Problems to work on:
**A)** Answer these from the network layer text:
(i) Which two network layer service models does it name?
(ii) What limits the speed of switching via memory in first-generation routers?
(iii) Signaling protocols are used for which three actions on Virtual Circuits?
**B)** From the network layer text, extract word for word the passage that runs from "Explain how ATM" to "a datagram network?".
── Excerpt to read
Network Layer Functions and Concepts

Questions and Answers

What are the two primary functions of the network layer?

The two primary functions are forwarding, which moves packets from the router's input to the appropriate output, and routing, which determines the path packets take from source to destination.

Explain the difference between forwarding and routing.

Forwarding is the process of moving packets to the right output port in a router, while routing is the planning process that determines the best path for the packets to travel to reach their destination.

What role does a router play in the network layer?

A router examines the header fields of incoming IP datagrams and directs them to the appropriate outbound link based on routing information.

What are the different types of network layer service models mentioned?

The network layer service models include virtual circuit networks and datagram networks.

What is the main purpose of IPv4 addressing within the network layer?

IPv4 addressing serves to uniquely identify devices on a network and facilitates the routing of datagrams between these devices.

What is the primary characteristic that differentiates virtual-circuit networks from datagram networks?

Virtual-circuit networks provide a connection-oriented service with a dedicated path, while datagram networks offer a connectionless service.

Explain how ATM ABR (Available Bit Rate) service behaves concerning congestion management.

ATM ABR provides guaranteed minimum bandwidth but does not guarantee a constant rate and utilizes feedback for congestion control.

In the context of routing algorithms, what is the difference between link-state and distance vector algorithms?

Link-state algorithms maintain a complete view of the network's topology, while distance vector algorithms rely on neighbors to share routing information.

Describe the role of a VC identifier in a virtual circuit network.

The VC identifier is included in each packet to indicate the specific connection path, allowing routers to maintain state information for that connection.

What advantages does a virtual-circuit network have regarding resource allocation compared to a datagram network?

Virtual-circuit networks can allocate dedicated resources like bandwidth and buffers to each connection, providing predictable performance.

What are the two key functions of a router?

Run routing algorithms/protocols and forward datagrams from incoming to outgoing links.

Explain the difference between 'dumb' and 'smart' end systems.

'Dumb' end systems, like telephones, have limited capabilities, while 'smart' end systems, such as computers, can adapt, perform control, and handle error recovery.

What is the purpose of forwarding tables in routers?

Forwarding tables are used to determine the appropriate output port for incoming datagrams based on their destination.

What is the significance of switching fabrics in networking?

Switching fabrics transfer packets from input buffers to output buffers and determine the switching rate of packets.

What does a Virtual Circuit (VC) number represent in the context of packet forwarding?

A VC number uniquely identifies the packet along the path in the network, as opposed to using a destination address.

Describe the limitations of switching via memory in first-generation routers.

The speed of switching via memory is limited by memory bandwidth, as it involves duplicating datagrams onto system memory requiring multiple bus crossings.

How is a VC number determined at each router in a VC network?

The VC number is determined by looking up the incoming VC number in the router's forwarding table and using the corresponding outgoing VC number.

How does a bus-switching method work in routers?

In bus-switching, datagrams are transferred from the input port memory to output port memory via a shared bus, but contention limits switching speed.

What are signaling protocols used for in Virtual Circuits?

Signaling protocols are used to establish, maintain, and tear down Virtual Circuits.

What strategies are used to overcome limitations of bus bandwidth in switching?

Advanced designs like banyan networks and crossbar switches are employed to enhance switching efficiency and reduce bandwidth limitations.
────
── Given material
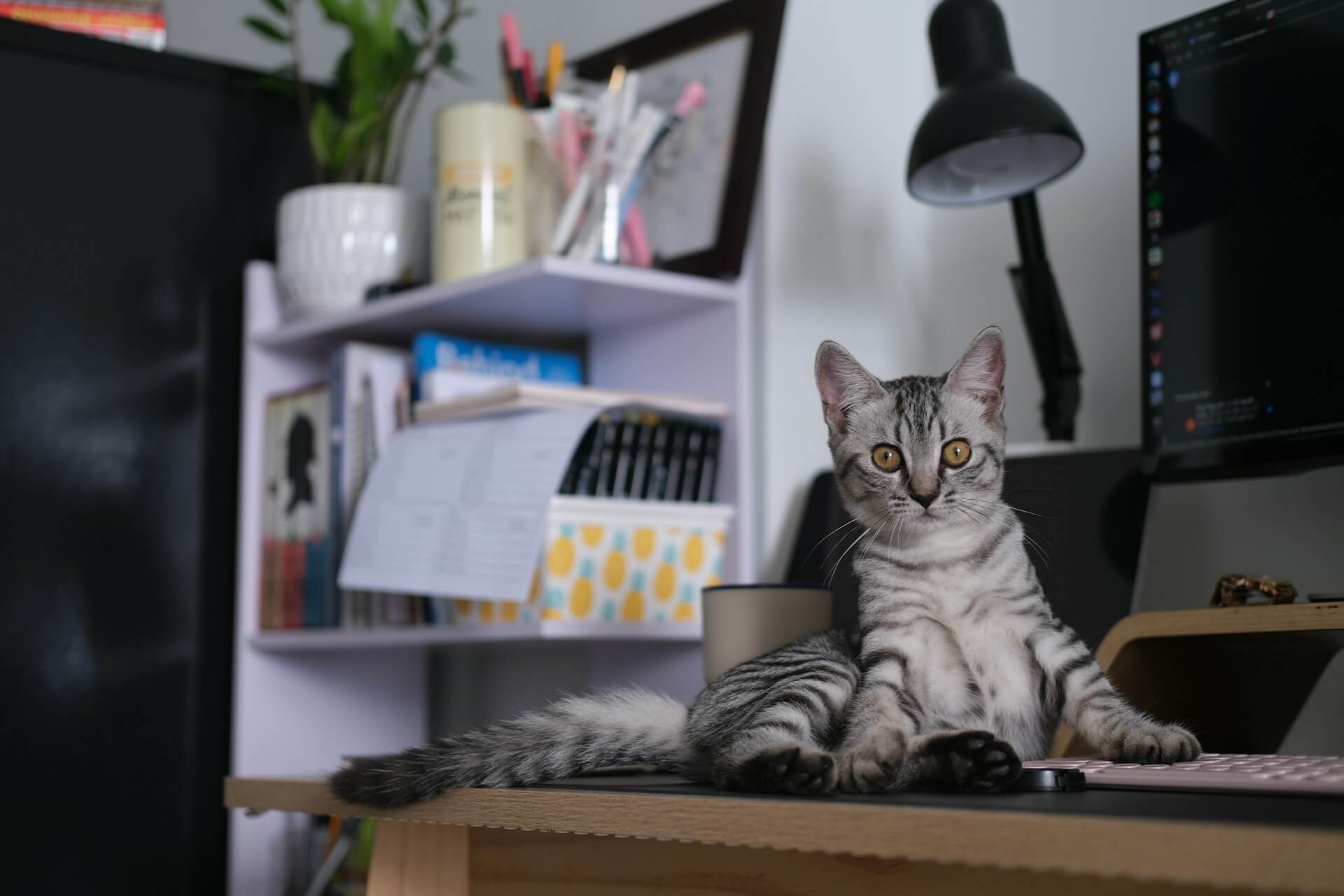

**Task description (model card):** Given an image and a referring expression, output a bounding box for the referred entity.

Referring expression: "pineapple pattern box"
[456,497,732,634]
────
Response list:
**A)**
(i) Virtual circuit networks and datagram networks.
(ii) Memory bandwidth.
(iii) Establishing, maintaining, and tearing down Virtual Circuits.

**B)**
Explain how ATM ABR (Available Bit Rate) service behaves concerning congestion management.

ATM ABR provides guaranteed minimum bandwidth but does not guarantee a constant rate and utilizes feedback for congestion control.

In the context of routing algorithms, what is the difference between link-state and distance vector algorithms?

Link-state algorithms maintain a complete view of the network's topology, while distance vector algorithms rely on neighbors to share routing information.

Describe the role of a VC identifier in a virtual circuit network.

The VC identifier is included in each packet to indicate the specific connection path, allowing routers to maintain state information for that connection.

What advantages does a virtual-circuit network have regarding resource allocation compared to a datagram network?